Task instructions:
(a) Set down, word for word, the stretch of the DeKalb Avenue column that begins at the words "The complete streets" and ends after "filled their space.".
(b) Extend the DeKalb Avenue column, starting right after its final sentence.

Passage to read:
START
As motorists, we all create internal maps of street routes that can get us to where we need to go in the most efficient manner.
That map is an ever-changing maze, shifting as development takes over parts of the city or as others discover our traveling secrets.
For decades, DeKalb Avenue, an ugly duckling of a route running along the railroad from Atlanta to Decatur, has been such an efficient mover, one of the rare east-west thoroughfares in the city that actually works.
Until maybe now.
Look out drivers. Atlanta is getting ready to expand its “complete streets” program, a term that is a euphemism for completely screwing over cars.
A proposal for DeKalb Avenue includes the possibility of eliminating the reversible third lane and striping in bike lanes on the reallocated asphalt.
Now, before I go further, let me extend this qualifier: Bicyclists are often lovely, well-meaning people who simply want to get from one place to another without getting squished. I mean them no harm, although the emails that are sure to roll in after this story’s publication will conclude otherwise.
That out of the way, let me say that putting bike lanes on DeKalb Avenue is an absolutely crazy idea. It would greatly reduce traffic capacity for the sake of making a socio-political statement for the benefit of the few.
The impetus for these coming “improvements” is a $250 million bond program overwhelmingly passed last year by Atlanta voters to fund a wide-ranging civic infrastructural wish list.
Now, $250 million sounds like a lot of money. But Atlanta already has $900 million in infrastructure needs, according to the mayor’s office, so that pie gets sliced up quickly: $71 million for roadways, $40 million to synchronize traffic lights (I’ll believe that when I make two green lights in a row) and $31 million for “complete streets.” Add in parks, disabled access, public safety buildings, etc., and those pie slices are merely slivers.
The complete streets program includes such popular routes as Howell Mill Road, Piedmont Avenue, Monroe Drive, MLK Drive, Abernathy Drive and even a chunk of Peachtree Street.
In recent months, city officials have held info sessions on these programs, as each will have different constituencies and configurations. Last month was DeKalb Avenue’s turn.
The meeting took place in a church sanctuary and some 300 people attended. A board was put up for attendees to stick blue dots on quadrants indicating their favorite “modalities” (bikes, cars, walking, public transit). As you might imagine, the bicyclists were over-represented and filled their space.
This should be no surprise. In recent years in Atlanta, bicyclists have been flexing their muscular and shapely legs to get the attention of intown politicians. Once again, nothing wrong with this because until a few years ago, they were seen as the bothersome folks in Spandex getting shouted at as they held up the global warmers.
The ‘suicide lane’
But let’s get back to DeKalb Avenue. The problem is it’s one of the few efficient east-west corridors, one that is equipped with a middle reversible lane popularly known as the “suicide lane,” meant to increase capacity each way during respective rush hours.
END
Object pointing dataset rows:
START
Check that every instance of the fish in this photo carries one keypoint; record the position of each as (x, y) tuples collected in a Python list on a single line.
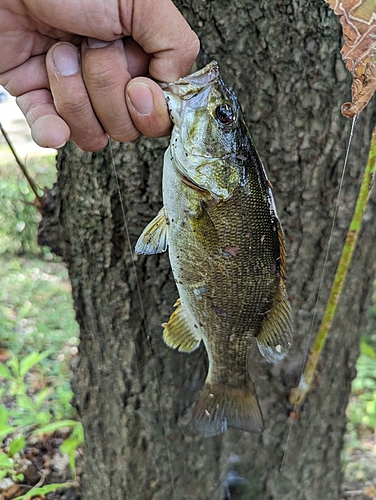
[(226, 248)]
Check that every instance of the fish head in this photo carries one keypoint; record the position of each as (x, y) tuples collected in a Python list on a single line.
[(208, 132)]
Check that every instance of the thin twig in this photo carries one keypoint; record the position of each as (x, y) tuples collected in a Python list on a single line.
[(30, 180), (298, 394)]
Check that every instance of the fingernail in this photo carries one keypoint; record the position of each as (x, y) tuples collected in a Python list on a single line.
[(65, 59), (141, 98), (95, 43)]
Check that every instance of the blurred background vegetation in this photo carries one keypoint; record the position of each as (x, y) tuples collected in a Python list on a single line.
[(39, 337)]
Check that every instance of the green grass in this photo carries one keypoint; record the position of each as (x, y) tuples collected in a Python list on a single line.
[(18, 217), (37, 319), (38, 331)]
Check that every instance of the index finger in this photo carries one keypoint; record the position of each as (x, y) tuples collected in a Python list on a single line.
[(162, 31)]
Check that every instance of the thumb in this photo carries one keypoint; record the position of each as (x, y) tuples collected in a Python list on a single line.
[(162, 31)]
END
START
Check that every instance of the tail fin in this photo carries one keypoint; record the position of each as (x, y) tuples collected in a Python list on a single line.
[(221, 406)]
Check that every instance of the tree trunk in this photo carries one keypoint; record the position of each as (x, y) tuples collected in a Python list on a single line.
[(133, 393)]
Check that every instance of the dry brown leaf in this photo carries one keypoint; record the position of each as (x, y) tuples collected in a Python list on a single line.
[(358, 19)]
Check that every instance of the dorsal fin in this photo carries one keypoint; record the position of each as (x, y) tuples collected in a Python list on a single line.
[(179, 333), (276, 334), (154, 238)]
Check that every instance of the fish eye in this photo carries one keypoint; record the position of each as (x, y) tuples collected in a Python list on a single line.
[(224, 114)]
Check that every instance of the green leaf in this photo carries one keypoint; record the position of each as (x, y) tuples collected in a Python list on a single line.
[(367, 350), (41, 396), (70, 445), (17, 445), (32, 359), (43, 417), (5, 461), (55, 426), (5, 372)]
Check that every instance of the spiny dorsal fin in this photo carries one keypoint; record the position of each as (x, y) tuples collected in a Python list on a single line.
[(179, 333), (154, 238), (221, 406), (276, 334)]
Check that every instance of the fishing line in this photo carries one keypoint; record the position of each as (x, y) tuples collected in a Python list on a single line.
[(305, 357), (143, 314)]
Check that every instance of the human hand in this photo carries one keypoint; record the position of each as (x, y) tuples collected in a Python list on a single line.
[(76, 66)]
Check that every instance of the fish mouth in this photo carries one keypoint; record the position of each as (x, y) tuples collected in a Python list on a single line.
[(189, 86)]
END
Expected results:
(a)
The complete streets program includes such popular routes as Howell Mill Road, Piedmont Avenue, Monroe Drive, MLK Drive, Abernathy Drive and even a chunk of Peachtree Street.
In recent months, city officials have held info sessions on these programs, as each will have different constituencies and configurations. Last month was DeKalb Avenue’s turn.
The meeting took place in a church sanctuary and some 300 people attended. A board was put up for attendees to stick blue dots on quadrants indicating their favorite “modalities” (bikes, cars, walking, public transit). As you might imagine, the bicyclists were over-represented and filled their space.

(b)
Now, there are challenges with such a configuration. Drivers are often impatient and distracted, many of whom can’t wait until the next traffic light to respond to a semi-important text. And so, you have 200 crashes and 55 injuries a year, according to the city’s count.
Doing away with the suicide lane and replacing it with a middle turn lane might make sense. In fact, left-turners often bring traffic to a standstill during the one-lane configuration.
Jim Kissel, a Candler Park resident who was walking along DeKalb Avenue on Friday, said it was once put to him this way: “People who turn left on two-lane roads are evil.”
And there lies the problem. You can’t convert the third lane into a left-turn lane AND stripe in bike lanes. There just isn’t enough width along the street in many places.
Here are the options:
» 1) Keep largely as is, with new sidewalks and better synched traffic lights, as well as better suicide lane indicators, and let traffic flow.
» 2) Convert the reversible lane to a left-turn lane, which would keep traffic moving.
» 3) Put in bike lanes but forget having a third lane along much of the four-plus miles and leave drivers stewing behind the evil left-hand turn folks.
I talked with Faye DiMassimo, Renew Atlanta czar, and Genetha Rice-Singleton, the DeKalb Avenue project manager. Both said that there is no preconceived notion.
DiMassimo said no plans are complete or even drawn up. “We took a different approach,” she said. “We asked if you could re-imagine this corridor, what would it be?
“That’s exactly what people did,” she added, “including some bold, visionary thoughts.”
She said putting together a plan is based on data, public opinion and political considerations. “It’s an art and a science,” she said.
But what you see as a bold, visionary thought might be my vision of stewing in traffic. The idea of many in Atlanta is to squeeze the roads so that drivers are so flustered that they get MARTA cards or buy bicycle pants with padded bottoms.
I spoke with about a dozen people along DeKalb on Friday. Only one person, a disabled vet named Eddie Jenkins, was solidly behind putting in bike lanes. Incidentally, he was on a bike. (One of the two I saw in 90 minutes Friday.)
More were like Tim Hovey, who owns a gym on DeKalb Avenue and is also a regular bicyclist.
“That doesn’t make sense; it’s crazy,” he said. “Does it need bike lanes? Definitely. Is there room? No.”
He suggested putting bike lanes on parallel routes.
Ian Marceca said the road “moves (traffic) uniquely fast. The suicide lane seems to keep it moving. If it’s not broken don’t fix it.”
But there is $4.5 million allocated for this project that’s burning a hole in the city’s pocket. Let’s see if traffic flow is sacrificed on the altar of New Urbanism.